─── DATASET RECORDS

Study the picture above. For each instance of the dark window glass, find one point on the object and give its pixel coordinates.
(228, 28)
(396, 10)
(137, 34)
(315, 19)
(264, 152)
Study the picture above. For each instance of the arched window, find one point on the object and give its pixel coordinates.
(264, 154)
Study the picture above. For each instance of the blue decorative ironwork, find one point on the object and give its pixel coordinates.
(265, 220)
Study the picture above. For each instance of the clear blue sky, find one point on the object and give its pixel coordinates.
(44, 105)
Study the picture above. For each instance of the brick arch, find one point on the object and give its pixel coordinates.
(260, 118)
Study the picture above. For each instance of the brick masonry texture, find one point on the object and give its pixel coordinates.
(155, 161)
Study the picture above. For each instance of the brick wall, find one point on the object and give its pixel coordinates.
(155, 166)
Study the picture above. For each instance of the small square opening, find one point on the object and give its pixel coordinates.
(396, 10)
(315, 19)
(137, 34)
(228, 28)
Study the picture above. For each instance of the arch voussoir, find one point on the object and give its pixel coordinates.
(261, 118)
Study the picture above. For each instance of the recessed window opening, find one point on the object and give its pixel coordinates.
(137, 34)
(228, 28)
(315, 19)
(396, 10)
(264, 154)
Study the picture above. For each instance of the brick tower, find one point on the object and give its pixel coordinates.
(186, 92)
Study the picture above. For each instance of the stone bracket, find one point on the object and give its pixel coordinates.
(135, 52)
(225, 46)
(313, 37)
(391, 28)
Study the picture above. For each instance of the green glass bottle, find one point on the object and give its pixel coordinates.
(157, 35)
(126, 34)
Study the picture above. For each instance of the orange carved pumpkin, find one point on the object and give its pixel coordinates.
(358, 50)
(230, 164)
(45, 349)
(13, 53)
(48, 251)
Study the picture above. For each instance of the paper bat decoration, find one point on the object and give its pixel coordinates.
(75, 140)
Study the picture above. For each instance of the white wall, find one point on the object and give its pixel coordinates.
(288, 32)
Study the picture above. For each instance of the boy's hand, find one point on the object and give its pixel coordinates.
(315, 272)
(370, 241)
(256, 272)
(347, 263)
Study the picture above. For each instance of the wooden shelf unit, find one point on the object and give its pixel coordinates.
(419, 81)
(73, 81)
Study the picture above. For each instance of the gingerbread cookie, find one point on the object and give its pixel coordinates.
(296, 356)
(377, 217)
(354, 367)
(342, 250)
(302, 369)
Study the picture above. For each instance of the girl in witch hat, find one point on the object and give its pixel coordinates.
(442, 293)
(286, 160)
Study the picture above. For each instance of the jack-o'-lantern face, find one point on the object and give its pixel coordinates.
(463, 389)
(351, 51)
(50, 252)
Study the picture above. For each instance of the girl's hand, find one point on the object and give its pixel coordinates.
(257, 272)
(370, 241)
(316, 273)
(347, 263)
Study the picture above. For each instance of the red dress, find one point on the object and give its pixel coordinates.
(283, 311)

──────

## INSTRUCTIONS FOR THE TASK
Output all preceding records character for character.

## TASK SOLUTION
Study the picture above. For each instance of the dark window glass, find one point on the object and give its pixel coordinates.
(228, 28)
(396, 10)
(137, 34)
(315, 19)
(264, 152)
Study the picture above. For each instance of the arched window, find one point on the object and give its pixel coordinates.
(264, 154)
Study the picture above. For each instance of the blue decorative ironwork, find one point on the object and give its pixel coordinates.
(265, 220)
Study the picture above. For each instance of the clear blue sky, find one point on the object and give its pixel coordinates.
(44, 105)
Study the picture above. For each instance of the brick arch, find one point on the object and give its pixel coordinates.
(260, 118)
Study the picture above. For each instance of the brick masonry texture, find one point on the object and give its pixel coordinates.
(155, 161)
Study the picture above. For each instance of the brick wall, find one point on the object and give its pixel coordinates.
(155, 166)
Study the picture above. For each instance of the small square opening, find one point on the object and give its pixel coordinates.
(396, 10)
(315, 19)
(137, 34)
(228, 28)
Study the picture above. For each instance of the arch voussoir, find one point on the object and give its pixel coordinates.
(261, 118)
Study the picture above. For each instance of the recessed window opening, find one point on the object and give its pixel coordinates.
(137, 34)
(228, 28)
(315, 19)
(396, 10)
(264, 154)
Study the picture above. For each instance of the brick tower, find one point on the object and give its pixel coordinates.
(186, 92)
Study the picture above. For each instance of the stone bracket, find one point on the object and give its pixel coordinates.
(135, 52)
(225, 46)
(313, 37)
(391, 28)
Study the picture above. For each instance of the green glass bottle, find one point on the object and give its pixel coordinates.
(157, 35)
(126, 34)
Study the picture above. For each instance of the orange carved pumpkin, find one point on the object and give its pixel coordinates.
(358, 50)
(230, 164)
(45, 349)
(13, 53)
(48, 251)
Study the picture above. For each instance of the paper bat decoration, find one point on the object and give its pixel coordinates.
(75, 140)
Study the picture above. For each instance of the white wall, find one point on the object and give its pixel coordinates.
(288, 32)
Study the picture above. For each instance of the boy's hand, find one point on the object and give its pixel coordinates.
(315, 272)
(370, 241)
(256, 272)
(347, 263)
Study the picture above. For each instance of the wooden shelf unit, find one point on the object and give its pixel coordinates.
(419, 81)
(73, 81)
Study the picture above. For each instance of the gingerbread cookie, find one point on the object and give its pixel coordinates.
(296, 356)
(377, 217)
(354, 367)
(342, 250)
(302, 369)
Study the picture above. For each instance of the girl in witch hat, find one point on the object and give its pixel coordinates.
(442, 293)
(286, 160)
Study the picture above. For each instance of the jack-o'-lantern face, find one point on the object and give its pixel coordinates.
(463, 389)
(351, 51)
(50, 252)
Study the picture above. For each instance of the girl's hand, find one point on the object and give its pixel coordinates.
(257, 272)
(370, 241)
(316, 273)
(347, 263)
Study the picture above. For each instance of the red dress, find one point on the object and give its pixel coordinates.
(283, 311)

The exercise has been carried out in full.